» **Exercise objective**: Retype the listing below line for line, but only from the line with "Pick out the black" down to the line with "Target: black boot", inclusive. Pictures stay out.

» **Records supplied**:

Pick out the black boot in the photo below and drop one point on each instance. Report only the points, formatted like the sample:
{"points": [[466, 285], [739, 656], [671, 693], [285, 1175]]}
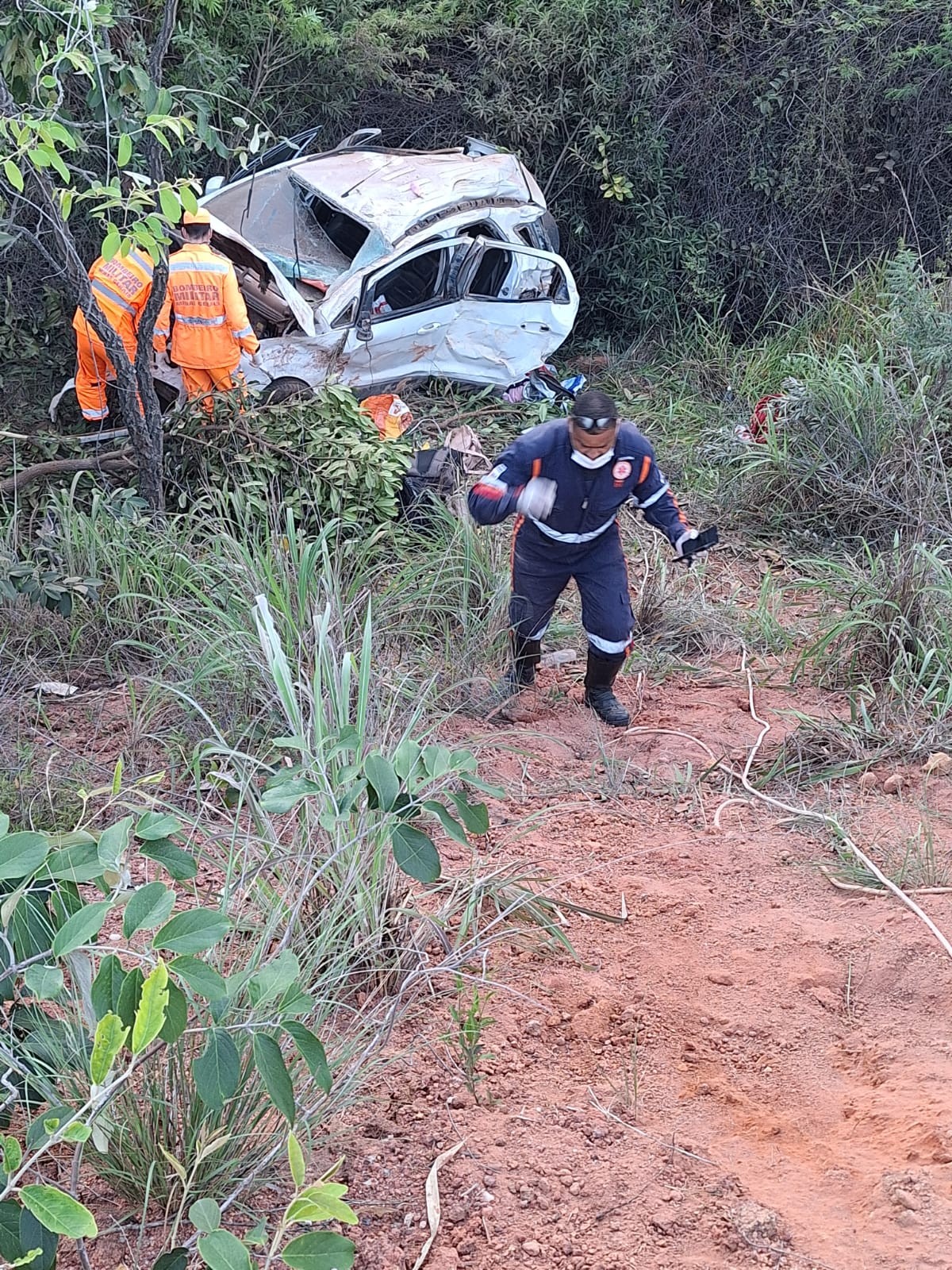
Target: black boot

==

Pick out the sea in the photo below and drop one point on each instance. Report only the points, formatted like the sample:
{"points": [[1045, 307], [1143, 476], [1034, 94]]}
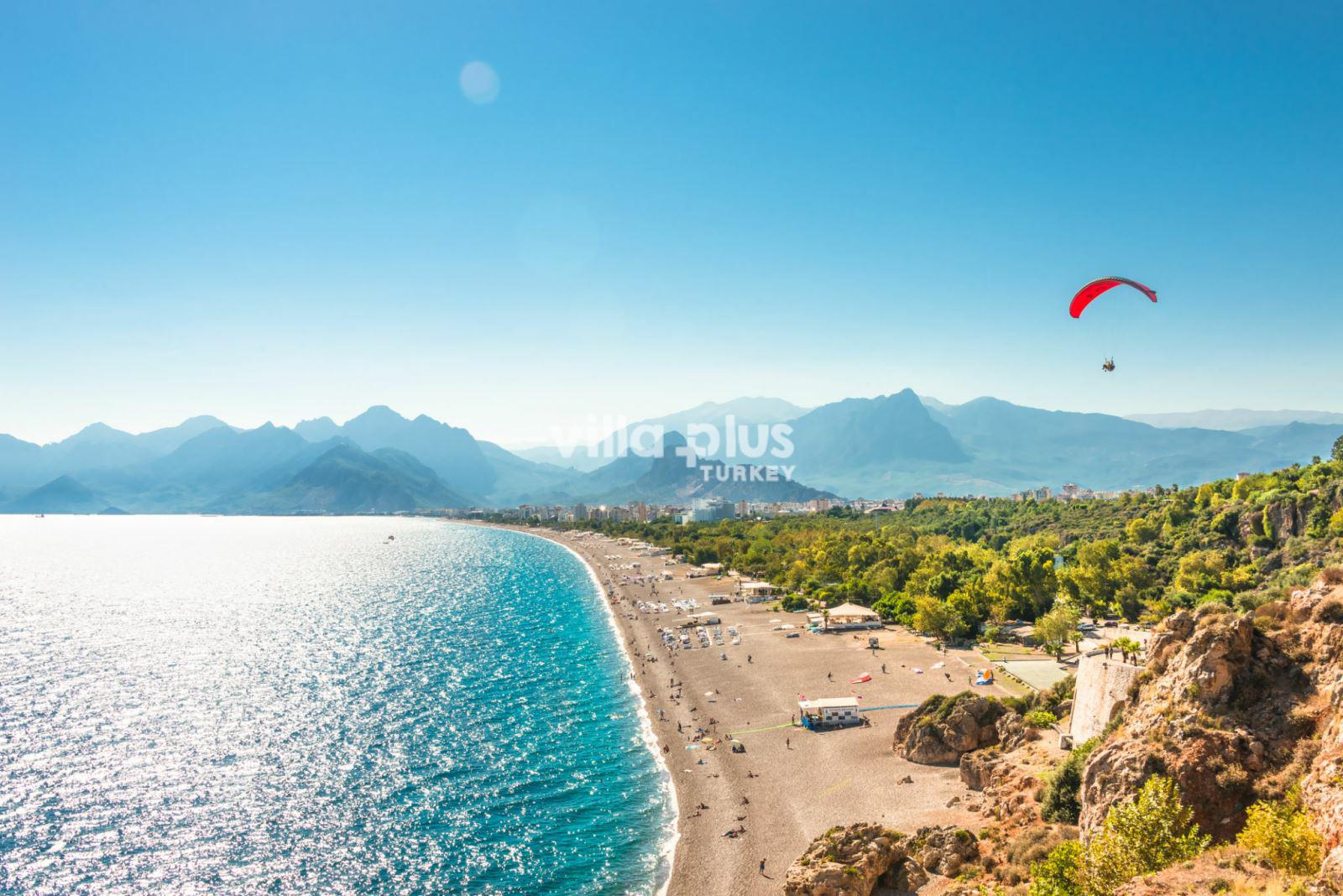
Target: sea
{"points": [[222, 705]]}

...

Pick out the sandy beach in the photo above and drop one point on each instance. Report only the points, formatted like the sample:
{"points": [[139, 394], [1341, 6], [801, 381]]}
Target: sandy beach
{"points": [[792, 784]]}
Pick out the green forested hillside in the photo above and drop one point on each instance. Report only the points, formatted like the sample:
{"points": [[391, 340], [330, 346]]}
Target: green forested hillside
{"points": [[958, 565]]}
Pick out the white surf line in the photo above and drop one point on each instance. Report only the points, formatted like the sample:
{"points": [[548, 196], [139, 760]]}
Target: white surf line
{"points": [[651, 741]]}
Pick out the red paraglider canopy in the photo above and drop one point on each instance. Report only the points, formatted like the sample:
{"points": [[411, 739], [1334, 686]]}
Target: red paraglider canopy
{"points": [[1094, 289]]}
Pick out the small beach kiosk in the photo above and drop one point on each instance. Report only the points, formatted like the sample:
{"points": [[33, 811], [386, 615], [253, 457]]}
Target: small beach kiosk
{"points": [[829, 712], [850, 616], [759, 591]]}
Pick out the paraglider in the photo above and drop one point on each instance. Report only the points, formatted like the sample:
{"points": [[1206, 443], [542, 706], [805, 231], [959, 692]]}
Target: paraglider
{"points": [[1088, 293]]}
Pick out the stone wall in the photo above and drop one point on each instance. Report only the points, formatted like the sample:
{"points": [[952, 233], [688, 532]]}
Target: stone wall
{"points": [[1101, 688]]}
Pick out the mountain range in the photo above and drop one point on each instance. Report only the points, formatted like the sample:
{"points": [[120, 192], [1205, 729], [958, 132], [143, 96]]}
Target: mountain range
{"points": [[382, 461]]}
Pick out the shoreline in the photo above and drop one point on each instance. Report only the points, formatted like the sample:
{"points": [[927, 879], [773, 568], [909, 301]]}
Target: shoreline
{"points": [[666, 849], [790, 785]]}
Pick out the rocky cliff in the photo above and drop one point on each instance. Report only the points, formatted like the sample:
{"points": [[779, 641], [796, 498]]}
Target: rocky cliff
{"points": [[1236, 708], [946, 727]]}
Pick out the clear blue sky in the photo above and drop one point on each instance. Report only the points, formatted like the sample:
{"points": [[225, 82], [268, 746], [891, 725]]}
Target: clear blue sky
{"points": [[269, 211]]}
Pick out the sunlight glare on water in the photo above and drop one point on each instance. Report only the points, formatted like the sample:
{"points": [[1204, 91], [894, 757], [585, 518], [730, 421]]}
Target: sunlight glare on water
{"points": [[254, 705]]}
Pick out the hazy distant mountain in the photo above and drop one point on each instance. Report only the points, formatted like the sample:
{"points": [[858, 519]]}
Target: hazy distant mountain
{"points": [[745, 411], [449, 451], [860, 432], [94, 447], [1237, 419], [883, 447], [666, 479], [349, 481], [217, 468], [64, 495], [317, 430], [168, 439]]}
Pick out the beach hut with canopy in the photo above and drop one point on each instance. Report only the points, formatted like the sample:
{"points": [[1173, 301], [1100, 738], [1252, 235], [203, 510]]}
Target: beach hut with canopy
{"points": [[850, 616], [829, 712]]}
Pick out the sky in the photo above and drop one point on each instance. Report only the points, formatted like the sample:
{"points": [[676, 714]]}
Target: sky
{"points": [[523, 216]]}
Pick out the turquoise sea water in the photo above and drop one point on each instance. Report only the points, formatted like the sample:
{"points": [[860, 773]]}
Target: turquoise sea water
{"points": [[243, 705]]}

» **Written response**:
Pick out the black boot in the photo below and drop one point on each instance. Report only the points, formatted like the sample:
{"points": [[466, 285], [739, 656], [671, 693], [285, 1175]]}
Target: black boot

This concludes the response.